◆ **Data provided**:
•••

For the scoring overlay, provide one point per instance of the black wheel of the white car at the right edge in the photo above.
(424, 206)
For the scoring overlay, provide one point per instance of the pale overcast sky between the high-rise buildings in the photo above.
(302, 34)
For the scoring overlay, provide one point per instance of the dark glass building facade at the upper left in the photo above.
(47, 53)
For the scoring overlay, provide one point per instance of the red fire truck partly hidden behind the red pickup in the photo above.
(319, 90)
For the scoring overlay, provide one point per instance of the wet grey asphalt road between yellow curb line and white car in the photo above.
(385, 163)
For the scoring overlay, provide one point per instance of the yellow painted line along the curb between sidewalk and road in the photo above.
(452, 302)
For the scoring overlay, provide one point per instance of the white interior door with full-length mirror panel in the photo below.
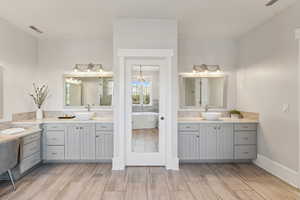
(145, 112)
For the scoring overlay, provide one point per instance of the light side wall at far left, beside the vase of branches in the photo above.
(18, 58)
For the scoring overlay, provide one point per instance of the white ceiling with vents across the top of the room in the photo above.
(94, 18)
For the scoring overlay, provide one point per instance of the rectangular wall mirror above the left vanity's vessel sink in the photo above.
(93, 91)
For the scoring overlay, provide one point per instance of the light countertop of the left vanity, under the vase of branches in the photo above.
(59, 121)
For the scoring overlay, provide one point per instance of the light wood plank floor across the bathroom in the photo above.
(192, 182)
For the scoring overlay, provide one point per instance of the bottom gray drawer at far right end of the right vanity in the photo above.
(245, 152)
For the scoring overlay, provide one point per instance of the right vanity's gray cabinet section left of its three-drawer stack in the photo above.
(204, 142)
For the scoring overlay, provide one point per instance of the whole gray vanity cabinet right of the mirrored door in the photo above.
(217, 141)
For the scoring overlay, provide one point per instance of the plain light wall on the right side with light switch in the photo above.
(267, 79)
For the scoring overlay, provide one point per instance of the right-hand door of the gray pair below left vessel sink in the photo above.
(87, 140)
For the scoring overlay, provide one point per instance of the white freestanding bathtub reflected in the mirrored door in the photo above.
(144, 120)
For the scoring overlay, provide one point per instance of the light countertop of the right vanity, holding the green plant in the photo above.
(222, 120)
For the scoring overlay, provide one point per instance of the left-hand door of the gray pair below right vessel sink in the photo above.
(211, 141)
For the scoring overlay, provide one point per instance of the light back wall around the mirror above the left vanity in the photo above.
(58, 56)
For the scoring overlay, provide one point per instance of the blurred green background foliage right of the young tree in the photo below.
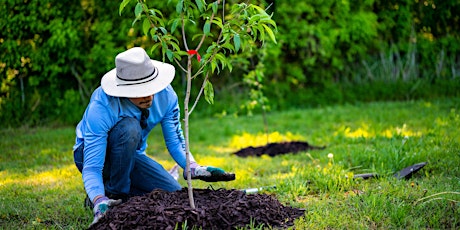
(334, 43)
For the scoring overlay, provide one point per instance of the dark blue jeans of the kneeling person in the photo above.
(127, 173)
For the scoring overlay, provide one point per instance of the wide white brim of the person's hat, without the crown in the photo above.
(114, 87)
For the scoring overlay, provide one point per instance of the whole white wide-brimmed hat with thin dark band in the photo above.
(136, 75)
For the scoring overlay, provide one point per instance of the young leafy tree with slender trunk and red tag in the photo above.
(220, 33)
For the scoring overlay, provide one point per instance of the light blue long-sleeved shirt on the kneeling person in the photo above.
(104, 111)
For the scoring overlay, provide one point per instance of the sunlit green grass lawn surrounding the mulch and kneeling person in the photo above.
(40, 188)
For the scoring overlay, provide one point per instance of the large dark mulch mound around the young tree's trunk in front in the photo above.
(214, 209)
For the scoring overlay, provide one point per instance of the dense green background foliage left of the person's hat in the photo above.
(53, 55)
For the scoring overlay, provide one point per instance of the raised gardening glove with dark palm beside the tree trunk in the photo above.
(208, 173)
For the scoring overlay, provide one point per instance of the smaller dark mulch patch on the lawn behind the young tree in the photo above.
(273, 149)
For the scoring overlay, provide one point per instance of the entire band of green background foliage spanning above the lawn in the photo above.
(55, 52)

•••

◆ **What you need to do**: All of the data should come back exactly as written, but without pictures.

◆ **Task result**:
For the scoring overlay, provide one point per instance of the black wheel of the white car at the right edge in the photo above.
(424, 206)
For the scoring overlay, provide one point per instance of the pale overcast sky between the high-rise buildings in the photo above.
(302, 34)
For the scoring overlay, provide one point per instance of the dark glass building facade at the upper left in the photo above.
(47, 53)
For the scoring overlay, provide one point per instance of the red fire truck partly hidden behind the red pickup in the photo above.
(319, 90)
For the scoring overlay, provide one point per instance of the wet grey asphalt road between yellow curb line and white car in the photo above.
(385, 163)
For the scoring overlay, provide one point per instance of the yellow painted line along the curb between sidewalk and road in the photo above.
(452, 302)
For the scoring overlay, provide one point per instance of the white interior door with full-length mirror panel in the photo below.
(145, 112)
For the scoring overlay, provide one point per instance of the light side wall at far left, beside the vase of branches in the photo above.
(18, 58)
For the scoring overlay, provide one point per instance of the white ceiling with vents across the top of the room in the photo above.
(94, 18)
For the scoring overlay, provide one point per instance of the rectangular wall mirror above the left vanity's vessel sink in the photo above.
(93, 91)
For the scoring overlay, provide one point per instance of the light countertop of the left vanity, under the vase of branches in the photo above.
(59, 121)
For the scoring overlay, provide one point per instance of the light wood plank floor across the bathroom in the photo above.
(192, 182)
For the scoring overlay, provide one point per instance of the bottom gray drawer at far right end of the right vanity in the photo above.
(245, 152)
For the scoring overlay, provide one point per instance of the right vanity's gray cabinet section left of its three-drawer stack in the photo above.
(204, 142)
For the scoring overlay, provide one point per instance of the whole gray vanity cabinet right of the mirrored door in the photo above.
(217, 141)
For the scoring overlay, provide one point per instance of the plain light wall on the right side with light switch in the photo above.
(267, 79)
For the scoring overlay, provide one point per instance of the right-hand door of the gray pair below left vessel sink in the photo above.
(87, 140)
For the scoring overlay, provide one point per instance of the white freestanding bathtub reflected in the mirrored door in the photo above.
(144, 120)
For the scoring overlay, provide one point per instance of the light countertop of the right vanity, holding the green plant in the photo above.
(222, 120)
For the scoring overlay, provide one point per instance of the left-hand door of the gray pair below right vessel sink in the photo above.
(211, 141)
For the scoring overlay, provide one point per instance of the light back wall around the mirror above the left vanity in the photo above.
(58, 56)
For the scoring overlay, provide one point per instance of the blurred green background foliage right of the young tree in the photo below.
(334, 43)
For the scoring overlay, provide one point per instance of the dark blue jeans of the kneeling person in the photo above.
(127, 173)
For the scoring overlay, provide one point per instance of the wide white brim of the person's hat, without the crown in the photo above.
(114, 87)
For the scoring overlay, provide one point per instance of the whole white wide-brimmed hat with thin dark band in the photo above.
(136, 75)
For the scoring overlay, provide one point per instance of the young leafy tree with slender trunk and red tag in the photo above.
(220, 33)
For the scoring overlay, provide one point per instance of the light blue long-sleeved shirt on the kneeling person in the photo above.
(104, 111)
For the scoring overlay, provide one point per instance of the sunlit green grass lawn surrounding the mulch and kneeling person in the photo above.
(40, 188)
For the scoring overlay, provide one point per instance of the large dark mulch mound around the young tree's trunk in front in the photo above.
(214, 209)
For the scoring overlay, provide one point per instance of the dense green background foliage left of the person's hat in the photo above.
(53, 55)
For the scoring overlay, provide one point per instance of the raised gardening glove with dark palm beside the tree trunk in the photo above.
(208, 173)
For the scoring overlay, provide one point per instance of the smaller dark mulch patch on the lawn behind the young tree in the photo above.
(273, 149)
For the scoring overlay, provide one point per instance of the entire band of green background foliage spanning above the lawn in the photo above.
(55, 52)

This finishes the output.